(Stated task) Present every row below as a numbered list, leaving out blank lines and the picture.
=-=-=
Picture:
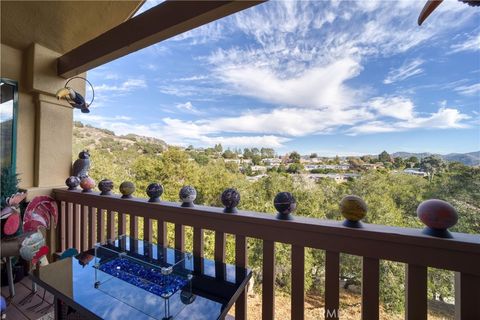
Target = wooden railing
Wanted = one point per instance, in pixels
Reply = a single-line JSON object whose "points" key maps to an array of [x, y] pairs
{"points": [[82, 223]]}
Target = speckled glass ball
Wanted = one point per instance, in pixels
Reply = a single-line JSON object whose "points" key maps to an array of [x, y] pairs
{"points": [[285, 203], [154, 191], [72, 182], [437, 214], [87, 184], [353, 208], [106, 187], [126, 189], [230, 199], [187, 195]]}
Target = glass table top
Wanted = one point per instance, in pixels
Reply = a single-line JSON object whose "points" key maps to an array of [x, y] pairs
{"points": [[213, 289]]}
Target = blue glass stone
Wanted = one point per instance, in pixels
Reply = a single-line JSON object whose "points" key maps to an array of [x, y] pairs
{"points": [[149, 279]]}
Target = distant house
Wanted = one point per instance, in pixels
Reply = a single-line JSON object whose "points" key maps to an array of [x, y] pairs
{"points": [[237, 161], [272, 162], [246, 161], [257, 177], [259, 168], [415, 172], [333, 166], [372, 166], [337, 177]]}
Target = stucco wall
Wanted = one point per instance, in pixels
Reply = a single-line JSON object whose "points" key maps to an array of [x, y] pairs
{"points": [[44, 125], [12, 67]]}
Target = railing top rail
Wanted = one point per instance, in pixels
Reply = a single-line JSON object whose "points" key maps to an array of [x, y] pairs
{"points": [[410, 245]]}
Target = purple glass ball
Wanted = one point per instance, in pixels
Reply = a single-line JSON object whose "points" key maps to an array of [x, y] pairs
{"points": [[127, 188], [154, 191], [285, 203], [230, 199], [87, 184], [106, 187], [437, 214], [187, 195], [72, 182]]}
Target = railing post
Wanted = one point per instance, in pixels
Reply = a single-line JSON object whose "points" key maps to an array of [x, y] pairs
{"points": [[62, 225], [268, 280], [92, 232], [298, 283], [467, 296], [416, 292], [332, 291], [241, 261], [179, 237], [84, 228]]}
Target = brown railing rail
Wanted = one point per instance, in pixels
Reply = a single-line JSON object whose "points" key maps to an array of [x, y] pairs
{"points": [[82, 224]]}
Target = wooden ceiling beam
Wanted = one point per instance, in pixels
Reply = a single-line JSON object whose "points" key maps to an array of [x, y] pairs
{"points": [[161, 22]]}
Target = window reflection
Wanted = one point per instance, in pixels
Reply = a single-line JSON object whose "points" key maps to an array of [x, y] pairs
{"points": [[7, 97]]}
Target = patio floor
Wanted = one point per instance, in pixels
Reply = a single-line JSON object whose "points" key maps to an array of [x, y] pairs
{"points": [[15, 311]]}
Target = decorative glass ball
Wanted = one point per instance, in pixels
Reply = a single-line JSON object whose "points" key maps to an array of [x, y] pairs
{"points": [[154, 191], [438, 216], [126, 189], [187, 195], [285, 204], [106, 186], [230, 199], [72, 182], [353, 208], [87, 184]]}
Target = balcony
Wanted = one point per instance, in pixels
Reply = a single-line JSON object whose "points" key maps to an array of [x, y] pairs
{"points": [[86, 218]]}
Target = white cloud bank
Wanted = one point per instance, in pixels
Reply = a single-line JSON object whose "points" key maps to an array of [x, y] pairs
{"points": [[300, 61], [407, 70]]}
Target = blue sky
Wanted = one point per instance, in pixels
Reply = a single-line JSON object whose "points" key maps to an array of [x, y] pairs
{"points": [[332, 77]]}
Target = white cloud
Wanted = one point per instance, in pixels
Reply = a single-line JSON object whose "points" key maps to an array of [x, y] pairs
{"points": [[471, 44], [444, 118], [470, 90], [127, 86], [317, 87], [395, 107], [407, 70], [187, 107], [300, 60]]}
=-=-=
(Exercise solution)
1. Picture:
2. Target = wooden railing
3. Wanted = one point per instance, in pixels
4. Reply = a single-line JSON object whose "points" key maps to an array of [x, y] pairs
5. {"points": [[82, 223]]}
6. Target = speckled glass ball
7. Wanted = one point per instance, in pixels
8. Reply = a single-line JSON object whose "points" key maps to an array of [x, y] pairs
9. {"points": [[285, 203], [154, 191], [72, 182], [437, 214], [87, 184], [353, 208], [106, 187], [126, 189], [230, 199], [187, 195]]}
10. Target = glass table top
11. Wanted = one point per instance, in pixels
12. Reply = a single-line JSON object whose "points" key maps to an array of [x, y] pairs
13. {"points": [[213, 289]]}
14. Target = blue glass stone
15. Wanted = one point per instance, in pixels
16. Reply = a single-line JSON object whose "points" key maps to an array of [x, y] pairs
17. {"points": [[149, 279]]}
18. Target = distant house
19. Wanted = one point per instance, in pixels
20. Reply = a single-line JSON object whose "points" key maps to an array of [x, y] pairs
21. {"points": [[237, 161], [272, 162], [246, 161], [257, 177], [259, 168], [415, 172], [333, 166], [372, 166], [337, 177]]}
22. Target = stucco wall
23. Wanted = one point per instance, in pixels
24. Reply = a single-line JSON object whose "points" key maps to an array of [x, y] pairs
25. {"points": [[44, 125], [12, 67]]}
26. Target = railing top rail
27. Wanted = one point per instance, in pixels
28. Reply = a single-line JSON object whose "points" key maps to an array of [x, y] pairs
29. {"points": [[410, 245]]}
30. Target = purple glass ball
31. Wanted = one point per instance, in pixels
32. Reply = a single-line JSON object whose "points" key maps to an array of [x, y] pairs
33. {"points": [[127, 188], [154, 191], [285, 203], [230, 199], [87, 184], [106, 187], [437, 214], [187, 195], [72, 182]]}
34. Target = railing post
35. Wanted = one point per instance, in pixels
36. Reply = a single-line JSON object whose "points" key maps to an array of [x, y] pairs
37. {"points": [[62, 225], [268, 280], [92, 232], [298, 283], [467, 296], [416, 292], [332, 291], [241, 261], [179, 237], [84, 228]]}
38. Target = brown railing rail
39. Wanted = one point per instance, in pixels
40. Reply = a single-line JSON object whose "points" key maps to an array of [x, y] pairs
41. {"points": [[82, 224]]}
42. Target = wooden ceiling beam
43. Wanted = one point per instance, in pixels
44. Reply = a single-line JSON object whose "points" key maps to an array of [x, y] pairs
45. {"points": [[161, 22]]}
46. Target = window reflection
47. Wanted = one point per instance, in pixels
48. Reply = a single-line JSON object whose "points" key maps to an array of [x, y] pairs
49. {"points": [[7, 97]]}
50. Target = patio floor
51. Wanted = one point per instance, in pixels
52. Reply = a single-line JSON object whose "points" key maps to an array of [x, y] pairs
53. {"points": [[15, 311]]}
54. Target = decorative glass ball
55. Wanted = one point per instance, in pixels
56. Reply = a single-line JSON object whose "points" key maps to an array of [x, y] pairs
57. {"points": [[154, 191], [438, 216], [126, 189], [187, 195], [285, 204], [106, 186], [230, 199], [72, 182], [353, 208], [87, 184]]}
58. Target = balcony
59. Wanted = one point per instance, in pixels
60. Reply = a single-line JSON object whose "points" key maps to an array of [x, y] pairs
61. {"points": [[86, 218]]}
62. Target = white cloud bank
63. Wanted = one point per instance, in pixels
64. Reply = a single-line JSON object whose "points" key maps to an array of [x, y] pairs
65. {"points": [[300, 61], [407, 70]]}
66. Target = blue sky
67. Wanted = one point per instance, in pixels
68. Reply = a single-line JSON object whose "points" key maps to an array of [x, y] pairs
69. {"points": [[332, 77]]}
70. Target = white cloud
71. Wanted = one point per instance, in pixels
72. Reply = a single-line JSON object whose "points" key maps to an array of [x, y] pairs
73. {"points": [[471, 44], [444, 118], [470, 90], [127, 86], [317, 87], [395, 107], [407, 70], [187, 107], [300, 60]]}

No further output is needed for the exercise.